Supplied entries »
*** Begin section ***
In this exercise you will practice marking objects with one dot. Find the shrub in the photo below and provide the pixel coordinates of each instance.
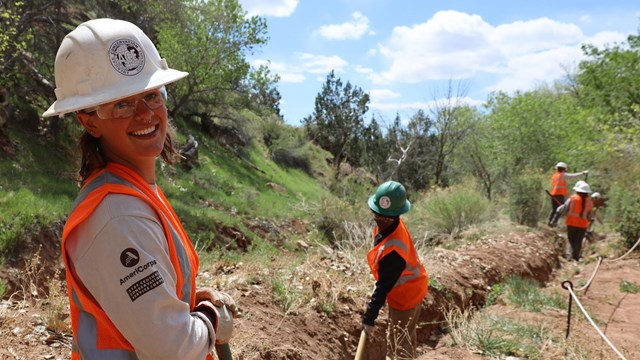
(526, 199)
(624, 205)
(451, 210)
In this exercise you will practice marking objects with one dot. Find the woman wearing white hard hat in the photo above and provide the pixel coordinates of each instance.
(578, 210)
(559, 189)
(130, 266)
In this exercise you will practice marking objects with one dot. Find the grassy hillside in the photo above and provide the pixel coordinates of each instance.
(229, 188)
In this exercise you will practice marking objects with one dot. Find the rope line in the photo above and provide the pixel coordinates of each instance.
(600, 260)
(567, 285)
(627, 253)
(586, 286)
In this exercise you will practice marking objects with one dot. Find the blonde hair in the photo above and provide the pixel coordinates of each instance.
(93, 159)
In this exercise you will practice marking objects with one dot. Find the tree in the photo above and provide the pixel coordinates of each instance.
(211, 43)
(610, 79)
(452, 121)
(418, 149)
(374, 149)
(337, 122)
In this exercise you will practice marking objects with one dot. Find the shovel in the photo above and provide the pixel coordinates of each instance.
(554, 199)
(223, 351)
(360, 350)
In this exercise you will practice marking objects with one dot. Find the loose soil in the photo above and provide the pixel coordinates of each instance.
(460, 279)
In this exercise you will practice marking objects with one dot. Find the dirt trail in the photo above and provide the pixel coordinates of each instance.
(460, 279)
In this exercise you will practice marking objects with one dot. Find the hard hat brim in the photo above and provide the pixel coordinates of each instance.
(70, 104)
(386, 212)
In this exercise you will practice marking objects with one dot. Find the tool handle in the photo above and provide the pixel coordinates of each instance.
(360, 350)
(223, 351)
(554, 199)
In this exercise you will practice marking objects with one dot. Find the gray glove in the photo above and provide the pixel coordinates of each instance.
(218, 299)
(220, 317)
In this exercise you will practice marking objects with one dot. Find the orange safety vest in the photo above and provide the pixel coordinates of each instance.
(413, 284)
(558, 184)
(576, 217)
(99, 338)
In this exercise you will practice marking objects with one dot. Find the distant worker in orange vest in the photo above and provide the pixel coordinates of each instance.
(401, 279)
(130, 265)
(578, 210)
(559, 188)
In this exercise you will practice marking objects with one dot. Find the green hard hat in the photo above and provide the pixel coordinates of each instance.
(390, 199)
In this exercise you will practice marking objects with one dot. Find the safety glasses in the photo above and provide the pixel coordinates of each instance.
(124, 108)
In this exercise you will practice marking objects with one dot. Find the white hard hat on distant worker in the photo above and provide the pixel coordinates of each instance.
(583, 187)
(103, 60)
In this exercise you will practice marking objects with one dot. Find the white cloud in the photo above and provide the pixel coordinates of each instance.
(362, 70)
(291, 77)
(453, 45)
(382, 94)
(320, 64)
(275, 8)
(354, 29)
(288, 74)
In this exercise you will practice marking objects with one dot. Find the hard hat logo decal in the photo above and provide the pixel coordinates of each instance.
(126, 57)
(384, 202)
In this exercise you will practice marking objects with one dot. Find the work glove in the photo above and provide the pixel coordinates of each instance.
(221, 319)
(368, 329)
(219, 299)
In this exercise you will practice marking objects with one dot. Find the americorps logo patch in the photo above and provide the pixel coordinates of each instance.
(129, 257)
(126, 56)
(384, 202)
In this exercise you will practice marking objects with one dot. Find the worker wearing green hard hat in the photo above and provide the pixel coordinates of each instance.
(401, 279)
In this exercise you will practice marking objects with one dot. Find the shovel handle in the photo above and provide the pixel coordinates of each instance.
(360, 350)
(223, 351)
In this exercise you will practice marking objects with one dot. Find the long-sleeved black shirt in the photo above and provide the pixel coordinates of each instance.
(391, 267)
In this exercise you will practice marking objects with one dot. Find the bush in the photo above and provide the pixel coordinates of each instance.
(526, 199)
(451, 210)
(291, 159)
(625, 205)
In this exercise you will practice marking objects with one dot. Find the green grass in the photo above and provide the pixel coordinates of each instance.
(25, 212)
(527, 294)
(629, 287)
(497, 337)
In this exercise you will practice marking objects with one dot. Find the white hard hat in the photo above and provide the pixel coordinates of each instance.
(583, 187)
(103, 60)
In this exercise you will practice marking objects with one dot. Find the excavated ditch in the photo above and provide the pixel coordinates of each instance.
(463, 278)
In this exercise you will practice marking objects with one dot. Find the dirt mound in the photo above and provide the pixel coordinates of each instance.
(459, 279)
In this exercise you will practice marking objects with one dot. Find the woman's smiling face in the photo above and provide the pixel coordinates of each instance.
(135, 140)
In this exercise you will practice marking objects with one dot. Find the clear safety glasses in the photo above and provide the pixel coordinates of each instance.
(128, 107)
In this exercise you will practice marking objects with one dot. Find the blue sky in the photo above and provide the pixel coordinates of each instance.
(404, 53)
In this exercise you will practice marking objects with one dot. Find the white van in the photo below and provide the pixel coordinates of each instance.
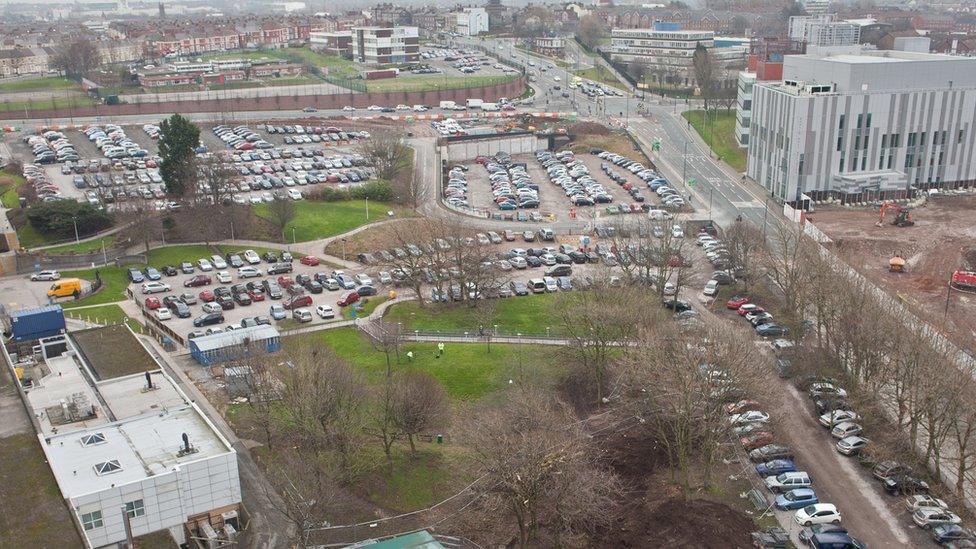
(537, 285)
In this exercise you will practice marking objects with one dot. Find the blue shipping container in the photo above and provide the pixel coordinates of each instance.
(28, 324)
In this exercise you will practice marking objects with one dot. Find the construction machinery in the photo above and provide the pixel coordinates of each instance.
(896, 264)
(963, 280)
(903, 215)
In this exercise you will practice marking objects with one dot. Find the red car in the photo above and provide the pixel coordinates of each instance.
(736, 302)
(747, 308)
(755, 440)
(297, 301)
(348, 299)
*** End section ***
About this task » Transcribe the records above exactly, leaving every picture out of the copy.

Solution to this task »
In this exercise you will practice marking objects with one dot. Find the shrub in the photo below and provide the pixel coordinates of each instance.
(526, 199)
(624, 205)
(451, 210)
In this exercise you will practice marking objects with one dot. Find the woman wearing white hard hat in the photo above and provide the pixel coordinates of each instance.
(578, 210)
(559, 189)
(130, 266)
In this exercise you will practice marking objects with one dot. Find the grassy hillside in the photo above and provide the pixel coordinates of each instance.
(229, 188)
In this exercise you will practice marking objects with one dot. Find the rope line in the photo above and provide the pixel coordinates of each instance.
(600, 260)
(567, 285)
(627, 253)
(586, 286)
In this exercise you will practice marking objects with one dot. Find the blonde hair in the photo above and provide the pixel coordinates of each instance.
(93, 159)
In this exercise you will practice marking objects with one dot. Find the tree in the photo above and provide the pixel coordinates of each instance.
(211, 43)
(610, 79)
(452, 121)
(418, 149)
(374, 149)
(337, 122)
In this exercise you will practice marking objects with one dot. Find the shovel in the photo above and provide the pixel coordinates of each instance.
(554, 199)
(223, 351)
(360, 350)
In this exercise you will practice marking objects with one dot. Find the loose soil in the photo above and provide the pixel coordinates of each instance.
(460, 279)
In this exercise you will practice marking objects with one dot. Find the dirt trail in the photo above and provide the pixel coordinates of each instance.
(460, 279)
In this exercise you will practice marking objects with one dot. Find the hard hat brim in the photo above and provide the pixel coordinates of each instance.
(70, 104)
(386, 212)
In this exercise you will practice marking objects with one dot. Find the tool handle in the photo above and provide the pixel coordinates of each instance.
(360, 350)
(223, 351)
(554, 199)
In this exercise you will practice marking objects with one dot. Find the gray glove in the photo above and provide the pixel coordinates of each instance.
(218, 299)
(220, 317)
In this exercise you will practice marking objects with one dot. Find the orange safety vest in the photo above and provide the pixel coordinates of each instance.
(413, 284)
(558, 184)
(576, 217)
(99, 338)
In this exercise you will practice marking objects with one dot. Find the distant worker in orange vest in the photo above and provide the pixel coordinates of each instance.
(401, 279)
(130, 265)
(578, 210)
(559, 188)
In this exercise you will practice marking objects with one dot. Find the green hard hat in the photo above and provide the pixel coordinates of each instance.
(390, 199)
In this exercise you will practice marking objects with one dot. Find the safety glasses in the photo above and provide the pixel coordinates of each instance.
(124, 108)
In this exercise you will practice marking objects with one dot. Find the white hard hat on distant worker in the photo above and provide the pixel coordinates of each instance.
(583, 187)
(103, 60)
In this exercise you will practice marking objects with one dot. Find the white cloud in the photo above and provide the pixel coordinates of each instance.
(362, 70)
(291, 77)
(453, 45)
(382, 94)
(320, 64)
(275, 8)
(354, 29)
(288, 74)
In this exercise you will practice marking objects with one dot. Find the hard hat logo decal in the photo above and provide the pixel coordinates of each instance.
(126, 57)
(384, 202)
In this exercise you will practice marking objects with one dot. Find the work glove in the photo above and provide the pixel coordinates of each instance.
(221, 319)
(368, 329)
(219, 299)
In this exercise you will practice marking objects with one dot. Find the americorps logo patch in the photo above and provide the pixel coordinates of each instance.
(129, 257)
(126, 56)
(384, 202)
In this exercise you will practice marking objects with one dot. Find the worker wearing green hard hat in the photo above and provide the pixel coordinates of each instance.
(401, 279)
In this exercise you will practice marking objects with one dot. Find the shovel handle in the photo above and provide the pixel coordinates of each instance.
(360, 350)
(223, 351)
In this exercise you will practice marking objects with one dot. Find the long-sleeved black shirt in the photo above and provide the pixel coordinates of each instance.
(391, 267)
In this exercise you will practice marking objects with one dot. Find the bush in the photo above and provide the pixel coordinates of each instance.
(526, 199)
(451, 210)
(291, 159)
(625, 205)
In this exercise you will practice marking objects with one dot. Find the green grass in the photo above and provide the pixel coordinates of each instance.
(25, 212)
(527, 294)
(629, 287)
(497, 337)
In this exercise you will practice marking objects with one dot. Find the white hard hat in the photo above and provide the pixel coordinates of each instance.
(583, 187)
(103, 60)
In this exercise you will practice marking objects with one dot. Find the excavated ditch in the photo above and provide the pixel coordinates of each instance.
(463, 278)
In this exercise you will practice marking objects with one dot. Find the dirt mound in the photo above and provide the pixel coordinates of each instance.
(459, 279)
In this exercise you will practice marking objects with one dot. Find the woman's smiling face in the photo above and provide the pixel coordinates of each instance.
(135, 140)
In this exercise you will practice marking objects with one dot. Find the clear safety glasses in the photo above and provide the pixel coordinates of each instance.
(128, 107)
In this exercise you will practice marking objects with one dot. Find the blue sky in the photo above and provide the pixel coordinates of each instance.
(404, 53)
In this exercise you will practice marking objects with one dot. Find the white van in the photo below and provide the pixel coordinates of each instance.
(537, 285)
In this exercise you will practice marking objects with one dot. Find the blue shipping container in the photo above and provide the pixel coordinates of each instance.
(28, 324)
In this exercise you will practice marking objects with one dot. Find the construction machinery in the photo above and provide the pixel coordinates of each instance.
(896, 264)
(963, 280)
(903, 215)
In this exercise you will practice marking objects with one dot. Find the red car in the photo above and provide the pixel coordinates of each instance.
(736, 302)
(747, 308)
(755, 440)
(297, 301)
(348, 299)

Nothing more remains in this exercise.